**Stated problem:**
According to the passage on tokenism in the workplace, which two companies could prove they had no overall gender pay gap in the 2018 Equileap report?

There has been some progress in addressing gender imbalance in the workplace, such as public diversity reports. But data only goes so far and must lead to corporate action if companies want to end tokenism for good
In early-2017, hundreds of people in Manhattan crowded round a statue called Fearless Girl. The girl stood in the power pose, hands on her hips, facing down the bronze bull on Wall Street. Fearless Girl was designed to challenge sexism and tokenism in the workplace, and serve as a public relations campaign for State Street Global Advisors (SSGA), which had just launched the first investment fund in America to reward companies with more women in senior positions.
SSGA was later forced to make financial settlements with more than 300 of its own female executives who had been paid less than their male peers.
What is it about the system that doesn’t allow other people to reach the top? That can be a hard conversation to have
The rationale for more women at the top is clear. But having a few more women on boards across the world – 34 per cent in 2018, 4 per cent up from 2017 – is more of a symbolic effort and does little to increase female representation at other levels of the company.
Tokenism in the workplace also doesn’t address equal pay. In fact, according to a 2018 Equileap report that monitors almost 3,500 companies globally on gender equality, only two – General Motors and StarHub, a telecommunications firm in Singapore – could prove they had no gender pay gap overall.
Understanding the data to spot biases
Yasmine Chinwala, partner at New Financial, a think tank on, among other things, diversity within the financial sector, advises companies use the data to their advantage.
“Issues like parental leave and flexible working are not the silver bullet. I think it’s such a multi-pronged problem,” she says. “You have to chip away at bias in the sector and the way to do that is to use the data to understand where there may be bias in the process or from individuals.”

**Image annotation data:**

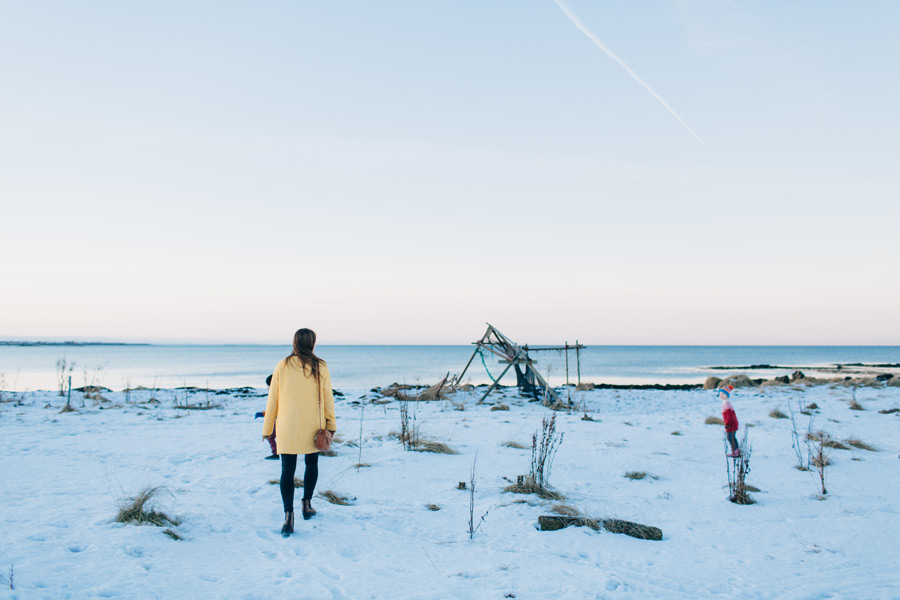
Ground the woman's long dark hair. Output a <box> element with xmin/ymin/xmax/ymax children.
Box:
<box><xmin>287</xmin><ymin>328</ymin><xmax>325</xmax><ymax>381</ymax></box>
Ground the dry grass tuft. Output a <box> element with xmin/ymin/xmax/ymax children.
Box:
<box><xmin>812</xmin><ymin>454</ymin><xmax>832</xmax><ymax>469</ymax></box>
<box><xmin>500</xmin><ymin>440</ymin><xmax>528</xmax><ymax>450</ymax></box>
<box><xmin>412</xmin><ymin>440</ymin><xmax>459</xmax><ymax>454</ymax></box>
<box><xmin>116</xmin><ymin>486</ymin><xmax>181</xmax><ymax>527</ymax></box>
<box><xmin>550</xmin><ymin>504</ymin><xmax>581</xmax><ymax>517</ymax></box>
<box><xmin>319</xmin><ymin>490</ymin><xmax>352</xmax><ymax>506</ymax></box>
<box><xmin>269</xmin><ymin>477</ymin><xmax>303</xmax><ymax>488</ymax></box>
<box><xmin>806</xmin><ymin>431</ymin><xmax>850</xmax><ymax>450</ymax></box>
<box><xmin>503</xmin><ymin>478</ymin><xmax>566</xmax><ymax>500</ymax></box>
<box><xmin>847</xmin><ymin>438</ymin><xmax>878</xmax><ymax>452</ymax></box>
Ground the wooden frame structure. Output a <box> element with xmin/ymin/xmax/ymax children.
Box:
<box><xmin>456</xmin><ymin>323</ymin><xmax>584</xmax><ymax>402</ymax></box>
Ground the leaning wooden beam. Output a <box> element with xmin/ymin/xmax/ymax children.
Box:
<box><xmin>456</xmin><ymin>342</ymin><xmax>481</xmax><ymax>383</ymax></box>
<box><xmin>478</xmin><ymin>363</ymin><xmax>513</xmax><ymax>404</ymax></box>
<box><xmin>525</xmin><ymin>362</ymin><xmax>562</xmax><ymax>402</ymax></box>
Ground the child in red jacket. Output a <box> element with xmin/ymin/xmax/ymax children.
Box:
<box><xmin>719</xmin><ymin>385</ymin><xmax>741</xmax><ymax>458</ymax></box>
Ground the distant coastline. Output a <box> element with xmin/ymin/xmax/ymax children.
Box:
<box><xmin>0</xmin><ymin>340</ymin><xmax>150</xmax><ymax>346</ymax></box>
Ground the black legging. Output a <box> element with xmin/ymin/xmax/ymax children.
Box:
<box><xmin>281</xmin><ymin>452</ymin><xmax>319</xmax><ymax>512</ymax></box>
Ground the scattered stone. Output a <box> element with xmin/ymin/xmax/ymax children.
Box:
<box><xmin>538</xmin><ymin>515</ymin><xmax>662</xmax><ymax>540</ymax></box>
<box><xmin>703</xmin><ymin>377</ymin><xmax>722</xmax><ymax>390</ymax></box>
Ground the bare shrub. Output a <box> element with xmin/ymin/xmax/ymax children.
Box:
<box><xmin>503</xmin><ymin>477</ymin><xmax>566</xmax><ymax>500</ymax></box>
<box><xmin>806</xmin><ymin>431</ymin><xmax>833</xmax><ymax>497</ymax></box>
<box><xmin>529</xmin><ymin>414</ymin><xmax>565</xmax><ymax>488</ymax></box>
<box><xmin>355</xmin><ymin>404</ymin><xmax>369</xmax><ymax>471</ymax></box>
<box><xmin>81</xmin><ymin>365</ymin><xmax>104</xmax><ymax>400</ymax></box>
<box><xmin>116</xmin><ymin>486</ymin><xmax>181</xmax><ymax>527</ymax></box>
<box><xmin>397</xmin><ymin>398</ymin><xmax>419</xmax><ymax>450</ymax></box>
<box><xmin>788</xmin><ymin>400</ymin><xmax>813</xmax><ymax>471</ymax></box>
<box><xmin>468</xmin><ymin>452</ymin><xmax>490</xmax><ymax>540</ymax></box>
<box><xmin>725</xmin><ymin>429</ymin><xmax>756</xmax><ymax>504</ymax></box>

**Response:**
General Motors and StarHub, a telecommunications firm in Singapore.